■ THE EXERCISE:
Write out the listing in full, matching it word for word.
[MATERIAL SHOWN start]
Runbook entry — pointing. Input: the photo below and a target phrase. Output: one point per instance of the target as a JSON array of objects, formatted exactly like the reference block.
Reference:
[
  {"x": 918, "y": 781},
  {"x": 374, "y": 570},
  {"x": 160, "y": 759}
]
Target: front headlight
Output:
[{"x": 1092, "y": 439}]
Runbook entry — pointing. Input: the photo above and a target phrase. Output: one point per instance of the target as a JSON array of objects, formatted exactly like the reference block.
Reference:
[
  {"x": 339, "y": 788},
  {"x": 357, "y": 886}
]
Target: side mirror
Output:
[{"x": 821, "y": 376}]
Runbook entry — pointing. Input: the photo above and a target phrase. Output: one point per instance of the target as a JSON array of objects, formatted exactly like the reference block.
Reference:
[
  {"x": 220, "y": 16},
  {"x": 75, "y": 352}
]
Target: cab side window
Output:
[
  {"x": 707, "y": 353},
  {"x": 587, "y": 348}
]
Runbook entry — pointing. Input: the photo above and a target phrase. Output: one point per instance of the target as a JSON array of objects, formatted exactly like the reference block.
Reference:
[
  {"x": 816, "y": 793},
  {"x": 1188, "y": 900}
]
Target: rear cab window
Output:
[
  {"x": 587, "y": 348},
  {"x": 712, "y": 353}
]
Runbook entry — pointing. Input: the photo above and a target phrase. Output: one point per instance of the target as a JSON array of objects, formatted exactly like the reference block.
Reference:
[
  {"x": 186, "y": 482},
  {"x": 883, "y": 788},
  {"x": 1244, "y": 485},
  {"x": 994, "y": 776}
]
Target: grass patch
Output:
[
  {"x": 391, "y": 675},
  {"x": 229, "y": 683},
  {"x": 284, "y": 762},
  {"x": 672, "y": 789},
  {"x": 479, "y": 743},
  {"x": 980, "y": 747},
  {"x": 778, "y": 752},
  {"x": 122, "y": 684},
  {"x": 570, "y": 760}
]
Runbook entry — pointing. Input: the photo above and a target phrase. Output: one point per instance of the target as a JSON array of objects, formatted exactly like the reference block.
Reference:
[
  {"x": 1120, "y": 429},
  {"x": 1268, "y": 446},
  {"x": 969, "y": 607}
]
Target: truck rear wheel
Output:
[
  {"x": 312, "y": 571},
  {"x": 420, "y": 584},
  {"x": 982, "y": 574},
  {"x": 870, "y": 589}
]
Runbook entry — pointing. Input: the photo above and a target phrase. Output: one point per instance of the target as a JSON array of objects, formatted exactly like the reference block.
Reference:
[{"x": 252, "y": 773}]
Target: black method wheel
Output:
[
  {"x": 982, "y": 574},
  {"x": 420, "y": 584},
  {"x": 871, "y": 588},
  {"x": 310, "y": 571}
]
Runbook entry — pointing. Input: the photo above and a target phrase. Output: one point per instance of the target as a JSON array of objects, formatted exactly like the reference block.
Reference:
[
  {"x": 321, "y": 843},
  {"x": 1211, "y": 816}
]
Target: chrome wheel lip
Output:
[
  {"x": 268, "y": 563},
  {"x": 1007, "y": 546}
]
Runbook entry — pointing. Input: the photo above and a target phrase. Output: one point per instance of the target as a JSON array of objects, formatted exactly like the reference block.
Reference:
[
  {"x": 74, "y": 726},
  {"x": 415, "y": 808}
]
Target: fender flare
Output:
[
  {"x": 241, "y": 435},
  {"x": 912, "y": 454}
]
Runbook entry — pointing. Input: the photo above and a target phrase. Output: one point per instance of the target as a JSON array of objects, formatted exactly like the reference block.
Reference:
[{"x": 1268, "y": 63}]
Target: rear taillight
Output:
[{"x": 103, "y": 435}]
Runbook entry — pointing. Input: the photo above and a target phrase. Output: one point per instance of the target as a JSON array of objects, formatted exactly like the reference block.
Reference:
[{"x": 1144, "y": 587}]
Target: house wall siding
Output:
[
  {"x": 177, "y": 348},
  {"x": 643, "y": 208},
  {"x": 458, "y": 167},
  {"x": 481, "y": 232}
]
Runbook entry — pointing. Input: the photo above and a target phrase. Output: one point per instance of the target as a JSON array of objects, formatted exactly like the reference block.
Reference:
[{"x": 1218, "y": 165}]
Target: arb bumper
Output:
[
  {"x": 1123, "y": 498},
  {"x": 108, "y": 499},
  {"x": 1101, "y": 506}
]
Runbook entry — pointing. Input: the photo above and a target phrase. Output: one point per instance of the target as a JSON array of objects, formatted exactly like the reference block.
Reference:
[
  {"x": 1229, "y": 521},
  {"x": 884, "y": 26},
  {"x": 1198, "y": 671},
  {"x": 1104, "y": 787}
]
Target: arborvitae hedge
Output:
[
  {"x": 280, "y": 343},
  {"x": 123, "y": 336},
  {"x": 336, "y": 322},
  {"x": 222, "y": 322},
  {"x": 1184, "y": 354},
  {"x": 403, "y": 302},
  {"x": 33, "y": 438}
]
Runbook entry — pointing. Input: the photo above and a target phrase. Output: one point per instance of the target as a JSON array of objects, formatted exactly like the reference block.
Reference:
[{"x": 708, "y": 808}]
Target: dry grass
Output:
[MATERIAL SHOWN end]
■ FINISHED ANSWER:
Runbook entry — pointing. Input: the photo below and a target phrase. Output: one point per instance of the target as a JSON array of objects, formatted exactly like the reference block.
Reference:
[
  {"x": 918, "y": 781},
  {"x": 374, "y": 570},
  {"x": 160, "y": 759}
]
Target: front headlight
Output:
[{"x": 1092, "y": 439}]
Runbook entry — pointing. Input: the photo above and a target phrase. Output: one point per instance of the target as a JSON array of objects, formatted exactly like the reference block.
Reference:
[
  {"x": 339, "y": 788},
  {"x": 357, "y": 886}
]
Target: side mirror
Output:
[{"x": 821, "y": 376}]
Runbook entry — pointing. Input: the photo above and a target phrase. Output: one point per instance of the target as a JSON array of objects, formatted exactly like the reference block.
Reference:
[
  {"x": 220, "y": 16},
  {"x": 75, "y": 352}
]
Target: cab side window
Output:
[
  {"x": 707, "y": 353},
  {"x": 587, "y": 348}
]
Runbook entry — pointing. Input: the photo above and a target phrase. Output: one point per instance of the target as a JSON array of objects, formatted exactly like the reference block.
Reference:
[
  {"x": 816, "y": 793},
  {"x": 1188, "y": 900}
]
Target: rear cab window
Output:
[
  {"x": 587, "y": 348},
  {"x": 712, "y": 353}
]
Runbook entry — pointing. Input: the photo above and a target phrase. Output: one point per instance of the target as a JSON array of objects, formatted exactly like the reference block.
Reference:
[
  {"x": 186, "y": 482},
  {"x": 883, "y": 788},
  {"x": 1244, "y": 485},
  {"x": 994, "y": 776}
]
Target: grass patch
Output:
[
  {"x": 391, "y": 675},
  {"x": 229, "y": 683},
  {"x": 284, "y": 762},
  {"x": 672, "y": 789},
  {"x": 479, "y": 743},
  {"x": 980, "y": 747},
  {"x": 778, "y": 752},
  {"x": 122, "y": 684},
  {"x": 570, "y": 760}
]
Runbook entry — pointing. Input: the photo above and a target phrase. Output: one point per instance of the target as a JSON array of objects, formatted exactly like the reference block.
Reference:
[
  {"x": 1120, "y": 429},
  {"x": 1268, "y": 446},
  {"x": 969, "y": 607}
]
Target: truck rear wheel
Output:
[
  {"x": 312, "y": 571},
  {"x": 420, "y": 584},
  {"x": 982, "y": 574},
  {"x": 870, "y": 589}
]
Runbook entry — pointing. Input: the photo above and a target phrase. Output: one point per instance of the target as a JSON array of objects, formatted exactly like the reference block.
Reference:
[{"x": 252, "y": 773}]
Target: black method wheel
Output:
[
  {"x": 982, "y": 574},
  {"x": 420, "y": 584},
  {"x": 871, "y": 588},
  {"x": 310, "y": 571}
]
Runbook entry — pointing. Input: the photo above and a target phrase. Output: one point per instance of the target as a JSON array of objects, formatted exactly like the reference block.
Reference:
[
  {"x": 321, "y": 843},
  {"x": 1211, "y": 816}
]
Target: chrome wheel lip
Output:
[
  {"x": 268, "y": 563},
  {"x": 1007, "y": 546}
]
Runbook entry — pointing. Input: the photo above and a target phrase. Output: one point per instance of the target as a JSON array of objects, formatted exactly like the reference block.
Reference:
[
  {"x": 74, "y": 726},
  {"x": 415, "y": 808}
]
Target: fender flare
Output:
[
  {"x": 241, "y": 435},
  {"x": 912, "y": 454}
]
Runbook entry — pointing. Input: the photo above and a target phrase. Output: one point per instance of the target as a JSON array of objects, formatted exactly like the reference block.
Reference:
[{"x": 1268, "y": 63}]
Target: rear taillight
Output:
[{"x": 103, "y": 435}]
Runbook entry — pointing. Input: the photo above and a target phrase. Output: one point per instance of the target as a JSON array of objects, formatted exactly like the reference block.
Reference:
[{"x": 1144, "y": 587}]
Target: house wall siding
Output:
[
  {"x": 177, "y": 348},
  {"x": 643, "y": 208},
  {"x": 458, "y": 167},
  {"x": 481, "y": 232}
]
Runbook entry — pointing. Input: the photo above and a target phrase. Output: one point per instance of the target as a JSON array of objects, formatted exactly like the reference block.
Reference:
[{"x": 1218, "y": 165}]
Target: arb bumper
Output:
[
  {"x": 1123, "y": 498},
  {"x": 108, "y": 499},
  {"x": 1101, "y": 506}
]
Runbook entry — pointing. Input: the photo above and a target phrase. Output: one point per instance of the target as a JSON array of objects, formatted exactly like the reference block.
Reference:
[
  {"x": 1229, "y": 521},
  {"x": 884, "y": 26},
  {"x": 1198, "y": 671},
  {"x": 1104, "y": 787}
]
Target: arborvitae hedge
Output:
[
  {"x": 280, "y": 343},
  {"x": 123, "y": 336},
  {"x": 336, "y": 322},
  {"x": 222, "y": 322},
  {"x": 1184, "y": 354},
  {"x": 403, "y": 302},
  {"x": 33, "y": 438}
]
Runbook entry — pointing. Input: the photo above and a target phrase. Output: one point per instance of the target as a JSON array of objects, formatted exactly like the reference block.
Reference:
[{"x": 708, "y": 808}]
Target: dry grass
Output:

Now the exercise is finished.